What to work on →
1. List each distinct year that appears in the Lynda Carter passage below.
2. Copy out the stretch of the Lynda Carter passage from "It is the only" through "1975 to 1979.".

Source extract →
---

It is the only movie in which Lynda Carter has ever appeared in the nude – aside from the prop Playboy centerfold created for her intended appearance in Apocalypse Now and visible in the Redux version.
Film debut of Lynda Carter.
Lynda Carter (born Linda Jean Córdova Carter; July 24, 1951) is an American actress, songwriter, and gay rights activist known for being Miss World USA in 1972 and as the star of the TV series Wonder Woman from 1975 to 1979.
In 1972 Carter won a local Arizona beauty contest and gained national attention in the United States by winning Miss World USA, representing Arizona. In the international 1972 Miss World pageant, representing the United States, she reached the semi-finals. After taking acting classes at several New York acting schools, she made her first acting appearance, in an episode of the 1974 police drama Nakia entitled “Roots of Anger.” She then began making appearances on such TV shows as Starsky and Hutch and Cos and in several “B” movies.

---

Data extract →

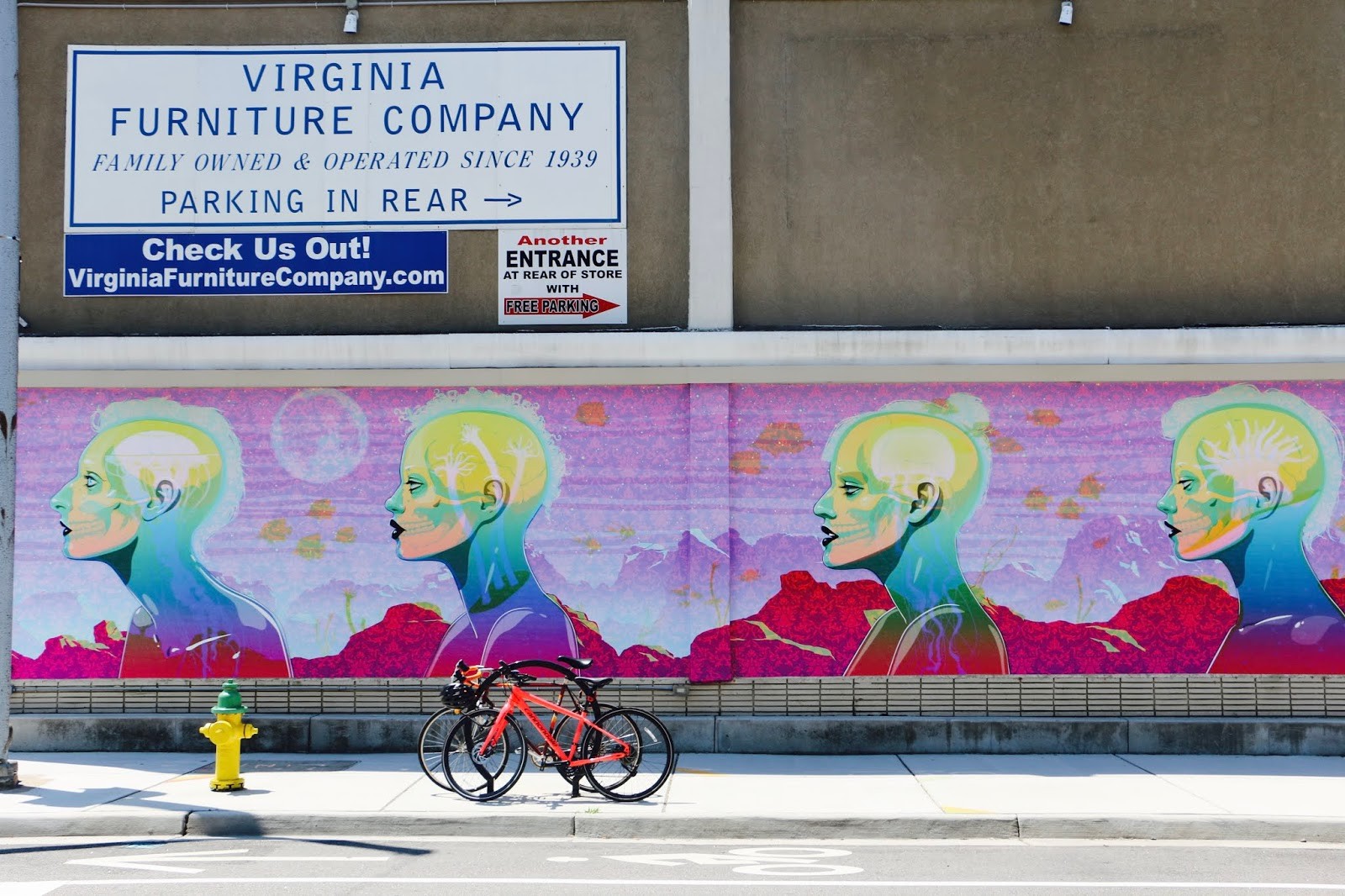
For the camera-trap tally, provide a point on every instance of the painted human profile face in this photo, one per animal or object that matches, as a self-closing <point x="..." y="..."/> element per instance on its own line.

---

Solutions in order →
1. 1951, 1972, 1975, 1979, 1974

2.
It is the only movie in which Lynda Carter has ever appeared in the nude – aside from the prop Playboy centerfold created for her intended appearance in Apocalypse Now and visible in the Redux version.
Film debut of Lynda Carter.
Lynda Carter (born Linda Jean Córdova Carter; July 24, 1951) is an American actress, songwriter, and gay rights activist known for being Miss World USA in 1972 and as the star of the TV series Wonder Woman from 1975 to 1979.